### Document excerpt
Cross-border AML with retrieval-augmented LLMs

Sanctions screening is one of the oldest unsolved problems in financial compliance. Lists are messy, names are translated badly, and the cost of a missed hit is a regulator letter that ruins everyone’s quarter. The cost of a false positive, meanwhile, is an analyst burning their afternoon on a customer who shares two letters with someone on a UN list. Both errors are expensive. Most teams pick a side and live with the consequences.

We think LLMs change the cost curve. Not because the model magically gets it right, but because retrieval-augmented generation lets us turn a fuzzy-string problem into a structured-reasoning problem. Here’s how we’ve been building it.

The pipeline

At the top of the stack we run an embedding-based retriever over the consolidated sanctions corpus (OFAC SDN, UN, EU, FINTRAC). We index not only names but also aliases, transliterations, dates of birth, nationalities, addresses, and known associates. For each new transaction or onboarding event we generate a query embedding and pull the top-K candidates in under 30ms with Vertex AI Matching Engine.

That candidate set is then handed to Gemini Pro for structured reasoning. We don’t ask “is this a hit?”; we ask the model to produce a verdict object with a JSON schema we control: match-strength, contributing fields, contradicting fields, residual risk, and a recommended action with citations. The schema is enforced with function-calling so we never have to parse free-form text.

Why retrieval matters

A bare LLM hallucinates fluently. Give it a name and ask it to reason, and it’ll happily confabulate a biography. Anchoring the reasoning in retrieved candidates—each with a stable URI back to the source list—makes the model’s output checkable. Every line in the verdict can be tied back to a specific list entry, and the audit trail in BigQuery preserves both the retrieval and the reasoning step.

We also keep retrieval intentionally permissive. We’d rather pull 15 weak candidates and let the model triage than rely on a brittle first-pass cutoff. Vertex AI’s Matching Engine is fast enough that the extra recall doesn’t bite us, and the LLM’s contradiction signal turns out to be far more reliable than a hand-tuned threshold.

Evals, not vibes

Every change to a prompt, a retriever weight, or a model version goes through an offline eval before it touches production. We maintain a few thousand human-labelled cases drawn from real-world ambiguity: the same name on different lists, near-misses on date of birth, spelling variants between Cyrillic and Latin scripts. The eval runs on Vertex AI Eval and emits a scorecard with precision, recall, and per-category drift.

### Dataset excerpts

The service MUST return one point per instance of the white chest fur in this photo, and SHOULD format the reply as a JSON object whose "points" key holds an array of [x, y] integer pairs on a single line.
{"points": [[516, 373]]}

==

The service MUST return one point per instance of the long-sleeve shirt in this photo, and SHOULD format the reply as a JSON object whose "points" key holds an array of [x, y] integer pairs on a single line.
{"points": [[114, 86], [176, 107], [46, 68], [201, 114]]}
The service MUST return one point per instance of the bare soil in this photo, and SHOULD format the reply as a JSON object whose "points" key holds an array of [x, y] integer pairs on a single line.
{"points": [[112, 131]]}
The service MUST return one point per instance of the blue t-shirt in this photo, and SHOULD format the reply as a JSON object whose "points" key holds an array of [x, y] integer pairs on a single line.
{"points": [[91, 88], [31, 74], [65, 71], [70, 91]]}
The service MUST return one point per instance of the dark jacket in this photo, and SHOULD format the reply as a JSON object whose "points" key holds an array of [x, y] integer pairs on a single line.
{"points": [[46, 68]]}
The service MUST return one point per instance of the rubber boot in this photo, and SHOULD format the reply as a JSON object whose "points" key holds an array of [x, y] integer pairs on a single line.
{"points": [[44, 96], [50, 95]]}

### Tasks and exercises
**a.** Answer these about the sanctions-screening write-up above, one line each, marked (i), (ii), (iii):
(i) Which sanctions lists make up the consolidated corpus?
(ii) Where is the audit trail of the retrieval and reasoning steps kept?
(iii) What does the offline eval scorecard report?
**b.** Pick up the sanctions-screening write-up after its last sentence and continue it.

### Task-by-task outputs
**a.**
(i) OFAC SDN, UN, EU, and FINTRAC.
(ii) In BigQuery.
(iii) Precision, recall, and per-category drift.

**b.**
The scorecard is the artefact we trust. Anyone on the team can look at a proposed change and see what it costs in false negatives versus what it gains in analyst time. Without that artefact, “the new prompt feels better” quietly becomes a regulatory finding two months later.

The case-builder agent

The reasoning step is where most teams stop. We’ve found that the bigger lift comes from what happens next. When the LLM emits a verdict that warrants human review, we hand the candidate set, verdict, and source documents to a case-builder agent. It assembles a case file: an annotated narrative, a checklist of additional evidence the analyst should pull, and a suggested decision with reasoning.

The analyst opens the file and either signs it off or edits it. Either way the trace is preserved: the original retrieval, the reasoning, the case, the analyst’s edits, and the final disposition. That trace is what regulators ask for, and what makes the system defensible six months later when nobody remembers the call.

What we got wrong

Our first version put the LLM in charge of retrieval too. It would decide, in natural language, which fields to query. The result was hard to debug and impossible to evaluate: small changes in phrasing produced wildly different recall. Splitting retrieval (deterministic embedding search) from reasoning (LLM with structured output) was the single biggest improvement we made.

Second mistake: chasing precision in the LLM step instead of recall in retrieval. Once we accepted that the cheap step is retrieval and the expensive step is human time, we stopped trying to make the LLM never say “maybe”. False-positive triage is what the case agent is for.

What’s next

We’re experimenting with longer-context Gemini for cases that depend on policy text—running the entire AML manual into the prompt and asking the model to reconcile a transaction against specific clauses. Early results are encouraging on policies under 50K tokens; we’ll write up the approach when the eval is solid.